# TO DO:
Give back, exactly and with nothing else, the lines running from the one that contains "[locate] the pink fingernail" to the end of the entries below; do not include pictures.

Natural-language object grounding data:
■ ■ ■ ■ ■

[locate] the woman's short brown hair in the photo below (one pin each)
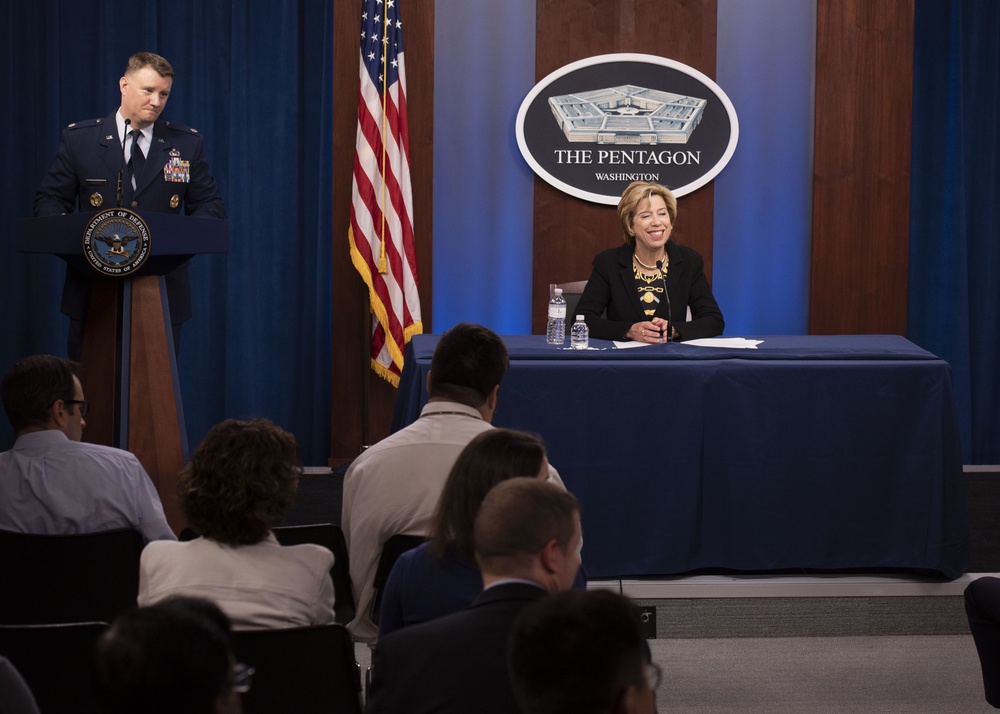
(493, 456)
(633, 195)
(241, 481)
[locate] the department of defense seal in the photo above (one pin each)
(116, 242)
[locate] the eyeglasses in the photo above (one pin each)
(242, 677)
(84, 405)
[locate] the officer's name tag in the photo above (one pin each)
(177, 171)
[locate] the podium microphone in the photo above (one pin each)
(119, 195)
(659, 266)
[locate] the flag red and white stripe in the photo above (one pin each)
(381, 232)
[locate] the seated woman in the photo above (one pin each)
(625, 299)
(240, 483)
(441, 576)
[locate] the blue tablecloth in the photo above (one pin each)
(809, 452)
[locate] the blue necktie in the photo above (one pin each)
(137, 160)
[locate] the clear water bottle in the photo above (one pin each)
(579, 336)
(555, 333)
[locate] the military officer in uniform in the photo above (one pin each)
(165, 172)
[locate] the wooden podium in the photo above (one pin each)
(129, 365)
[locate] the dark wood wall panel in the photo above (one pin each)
(569, 232)
(360, 401)
(861, 192)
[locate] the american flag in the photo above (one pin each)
(381, 232)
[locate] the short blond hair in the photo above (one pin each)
(633, 195)
(147, 59)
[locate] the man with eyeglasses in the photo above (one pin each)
(53, 483)
(582, 653)
(175, 656)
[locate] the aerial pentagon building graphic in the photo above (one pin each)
(627, 115)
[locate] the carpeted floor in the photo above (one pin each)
(321, 496)
(820, 675)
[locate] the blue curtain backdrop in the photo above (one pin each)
(255, 77)
(954, 286)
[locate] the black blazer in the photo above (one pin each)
(610, 302)
(84, 178)
(453, 665)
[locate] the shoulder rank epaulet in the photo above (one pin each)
(85, 123)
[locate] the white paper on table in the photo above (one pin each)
(630, 344)
(739, 343)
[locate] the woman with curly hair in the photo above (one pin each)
(441, 576)
(239, 485)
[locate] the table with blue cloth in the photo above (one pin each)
(808, 453)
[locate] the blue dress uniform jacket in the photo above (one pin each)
(84, 178)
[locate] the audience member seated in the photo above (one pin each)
(53, 483)
(172, 657)
(240, 483)
(15, 696)
(982, 605)
(527, 541)
(582, 652)
(393, 487)
(440, 577)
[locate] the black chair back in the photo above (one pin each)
(307, 670)
(332, 538)
(55, 662)
(391, 550)
(68, 578)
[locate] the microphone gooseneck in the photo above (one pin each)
(663, 277)
(119, 193)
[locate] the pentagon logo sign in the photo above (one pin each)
(594, 126)
(116, 242)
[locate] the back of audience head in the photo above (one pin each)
(241, 481)
(529, 528)
(582, 653)
(468, 365)
(491, 457)
(175, 656)
(34, 386)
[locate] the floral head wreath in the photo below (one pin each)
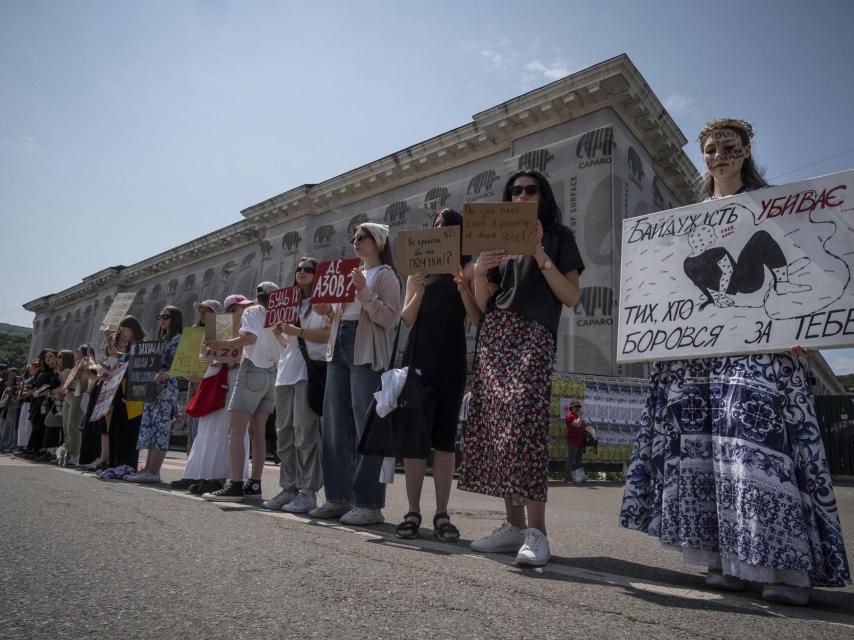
(726, 123)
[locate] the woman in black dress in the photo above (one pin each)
(435, 307)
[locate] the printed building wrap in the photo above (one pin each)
(603, 139)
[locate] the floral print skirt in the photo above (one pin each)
(506, 442)
(729, 466)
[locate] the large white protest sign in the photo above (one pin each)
(756, 272)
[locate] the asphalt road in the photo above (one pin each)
(82, 558)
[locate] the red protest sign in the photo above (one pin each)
(283, 306)
(332, 282)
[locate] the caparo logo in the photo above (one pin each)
(291, 241)
(481, 186)
(395, 213)
(435, 199)
(635, 165)
(323, 234)
(537, 160)
(599, 142)
(595, 301)
(355, 221)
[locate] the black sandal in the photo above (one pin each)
(410, 525)
(445, 531)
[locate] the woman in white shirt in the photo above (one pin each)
(297, 425)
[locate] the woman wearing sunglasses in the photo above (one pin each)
(158, 415)
(297, 425)
(506, 448)
(358, 352)
(436, 307)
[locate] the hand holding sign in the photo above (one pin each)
(283, 306)
(333, 282)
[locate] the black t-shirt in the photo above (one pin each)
(522, 287)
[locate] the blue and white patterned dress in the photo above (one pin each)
(729, 466)
(157, 416)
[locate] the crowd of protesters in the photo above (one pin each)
(516, 302)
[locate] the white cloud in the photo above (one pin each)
(840, 360)
(677, 103)
(557, 70)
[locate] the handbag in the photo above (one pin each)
(316, 379)
(210, 394)
(406, 431)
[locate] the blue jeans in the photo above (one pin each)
(347, 475)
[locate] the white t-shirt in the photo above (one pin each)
(353, 310)
(265, 352)
(292, 367)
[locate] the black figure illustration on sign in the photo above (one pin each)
(720, 276)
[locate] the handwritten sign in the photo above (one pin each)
(429, 251)
(186, 362)
(222, 328)
(108, 392)
(144, 363)
(283, 306)
(511, 226)
(332, 282)
(756, 272)
(117, 311)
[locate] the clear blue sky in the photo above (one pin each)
(127, 128)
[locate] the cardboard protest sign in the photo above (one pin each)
(756, 272)
(428, 251)
(108, 392)
(117, 311)
(224, 327)
(144, 363)
(186, 362)
(283, 306)
(71, 375)
(511, 226)
(332, 282)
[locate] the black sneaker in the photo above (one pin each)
(183, 484)
(231, 492)
(252, 489)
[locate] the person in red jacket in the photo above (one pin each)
(574, 439)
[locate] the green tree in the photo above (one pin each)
(14, 349)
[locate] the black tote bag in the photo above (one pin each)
(406, 431)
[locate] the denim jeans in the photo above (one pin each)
(347, 475)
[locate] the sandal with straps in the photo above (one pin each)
(410, 525)
(445, 531)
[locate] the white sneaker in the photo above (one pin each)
(362, 517)
(303, 503)
(504, 538)
(330, 510)
(283, 498)
(535, 551)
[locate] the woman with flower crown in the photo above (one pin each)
(729, 465)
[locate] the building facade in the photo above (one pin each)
(603, 139)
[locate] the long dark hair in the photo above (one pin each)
(176, 324)
(453, 218)
(548, 211)
(136, 328)
(751, 178)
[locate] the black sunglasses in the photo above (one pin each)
(530, 189)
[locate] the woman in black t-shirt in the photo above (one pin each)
(506, 448)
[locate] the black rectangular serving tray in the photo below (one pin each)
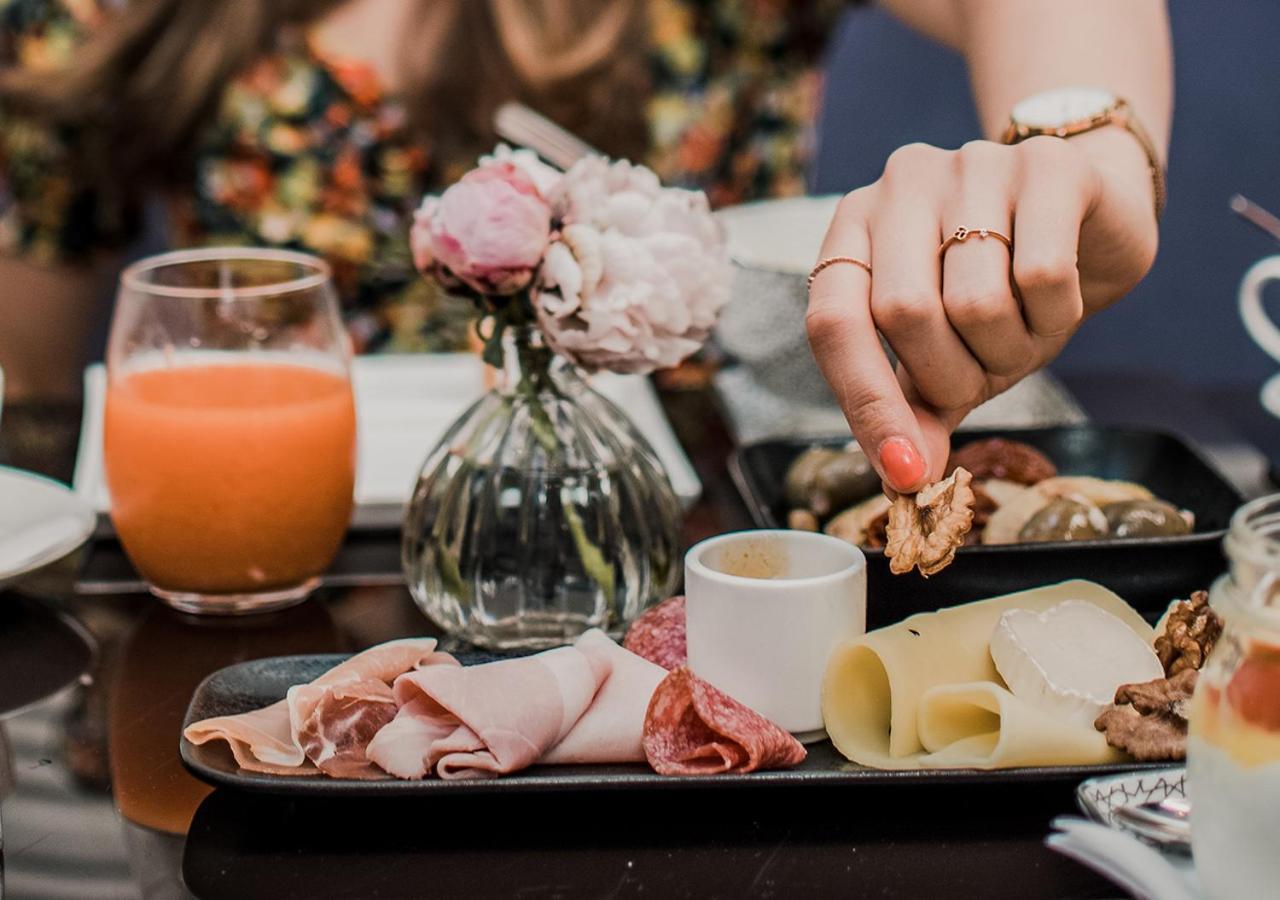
(259, 683)
(1148, 572)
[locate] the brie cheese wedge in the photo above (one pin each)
(1070, 658)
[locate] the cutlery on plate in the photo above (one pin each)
(1164, 822)
(1256, 215)
(528, 128)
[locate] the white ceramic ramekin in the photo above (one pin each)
(766, 640)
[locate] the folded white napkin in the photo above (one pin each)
(403, 405)
(1138, 868)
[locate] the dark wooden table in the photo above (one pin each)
(94, 802)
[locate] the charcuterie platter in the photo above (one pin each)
(1147, 571)
(251, 685)
(1055, 683)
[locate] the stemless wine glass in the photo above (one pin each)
(231, 426)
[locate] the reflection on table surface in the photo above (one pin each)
(94, 800)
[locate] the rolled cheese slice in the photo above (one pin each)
(880, 691)
(1069, 659)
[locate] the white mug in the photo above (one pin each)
(764, 610)
(1260, 327)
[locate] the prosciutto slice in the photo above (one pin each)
(483, 721)
(321, 726)
(694, 729)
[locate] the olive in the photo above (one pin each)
(842, 480)
(1146, 519)
(803, 473)
(1064, 519)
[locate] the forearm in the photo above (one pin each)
(1019, 48)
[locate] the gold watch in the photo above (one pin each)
(1074, 110)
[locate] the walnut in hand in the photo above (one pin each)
(926, 529)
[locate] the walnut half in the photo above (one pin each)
(1148, 720)
(926, 529)
(1191, 631)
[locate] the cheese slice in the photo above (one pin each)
(1069, 659)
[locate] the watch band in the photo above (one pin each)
(1120, 113)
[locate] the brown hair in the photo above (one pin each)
(151, 76)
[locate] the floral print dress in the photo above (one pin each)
(307, 151)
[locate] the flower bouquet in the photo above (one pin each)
(543, 512)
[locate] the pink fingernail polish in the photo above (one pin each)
(901, 464)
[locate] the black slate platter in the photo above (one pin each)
(1148, 572)
(259, 683)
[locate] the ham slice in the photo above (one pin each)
(658, 635)
(695, 729)
(483, 721)
(612, 729)
(270, 740)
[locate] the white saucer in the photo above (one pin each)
(40, 521)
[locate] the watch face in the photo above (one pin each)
(1063, 106)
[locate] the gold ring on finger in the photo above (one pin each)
(961, 234)
(832, 260)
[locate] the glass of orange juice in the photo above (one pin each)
(231, 426)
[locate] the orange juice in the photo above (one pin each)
(231, 478)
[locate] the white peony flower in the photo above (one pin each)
(638, 274)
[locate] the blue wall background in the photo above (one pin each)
(1182, 320)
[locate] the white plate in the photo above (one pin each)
(778, 234)
(403, 405)
(1100, 798)
(40, 521)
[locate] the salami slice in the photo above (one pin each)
(694, 729)
(658, 635)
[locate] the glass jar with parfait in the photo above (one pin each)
(1234, 727)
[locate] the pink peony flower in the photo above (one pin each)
(636, 277)
(489, 231)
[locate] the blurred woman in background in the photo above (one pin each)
(318, 123)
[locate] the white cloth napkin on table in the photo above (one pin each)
(403, 405)
(1138, 868)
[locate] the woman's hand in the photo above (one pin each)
(967, 327)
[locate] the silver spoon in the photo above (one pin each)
(1256, 215)
(1162, 822)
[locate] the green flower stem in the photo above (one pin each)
(535, 377)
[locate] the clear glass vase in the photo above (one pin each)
(540, 514)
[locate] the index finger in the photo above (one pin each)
(849, 352)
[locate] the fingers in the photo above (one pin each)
(977, 291)
(849, 353)
(906, 297)
(1046, 236)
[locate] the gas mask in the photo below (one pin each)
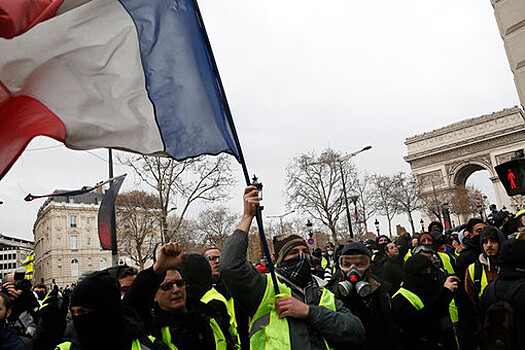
(354, 281)
(352, 266)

■ ■ ■ ■ ■

# SOLUTION TO THIS TASK:
[locate] the pink fingernail polish in the photo above (one pin each)
(901, 464)
[locate] the black slate platter in the photo above (one pin each)
(1148, 572)
(259, 683)
[locate] the ham slice in the photo above (one pin each)
(658, 635)
(695, 729)
(483, 721)
(612, 729)
(270, 740)
[locate] the white saucer in the photo above (one pin each)
(40, 521)
[locate] the watch face in the photo above (one pin each)
(1063, 106)
[locate] the gold ring on finger in the photo above (one pin each)
(961, 234)
(832, 260)
[locate] the glass of orange juice in the photo above (one pin each)
(231, 426)
[locate] the orange juice in the photo above (one pin each)
(231, 478)
[locate] the white peony flower in the photo above (one pin each)
(638, 274)
[locate] the blue wall background in the photo above (one pin each)
(1182, 320)
[locate] the white plate in the photo above (one pin each)
(778, 234)
(403, 405)
(1100, 798)
(40, 521)
[locate] the salami slice in the photo above (one pin each)
(694, 729)
(658, 635)
[locate] the glass jar with parfait in the photo above (one pin each)
(1234, 727)
[locate] the pink peony flower in the photo above (one pin each)
(636, 277)
(489, 231)
[locate] the blurred woman in background in the photo above (one pin each)
(318, 123)
[locate] the white cloth napkin on table in the photo above (one pin each)
(403, 405)
(1138, 868)
[locate] the woman's hand in the photo above (one pin each)
(967, 327)
[locate] the silver spoon in the photo above (one pin each)
(1256, 215)
(1162, 822)
[locate] the green flower stem in the photo above (one pin each)
(535, 377)
[locate] the clear glass vase in the photo above (one pin each)
(540, 514)
[locate] the index finger in the photo above (one pin each)
(849, 352)
[locate] the fingers in the photo above (one pin each)
(977, 291)
(849, 353)
(906, 297)
(1046, 236)
[locate] the gas mask in the photo below (one pin each)
(354, 281)
(352, 266)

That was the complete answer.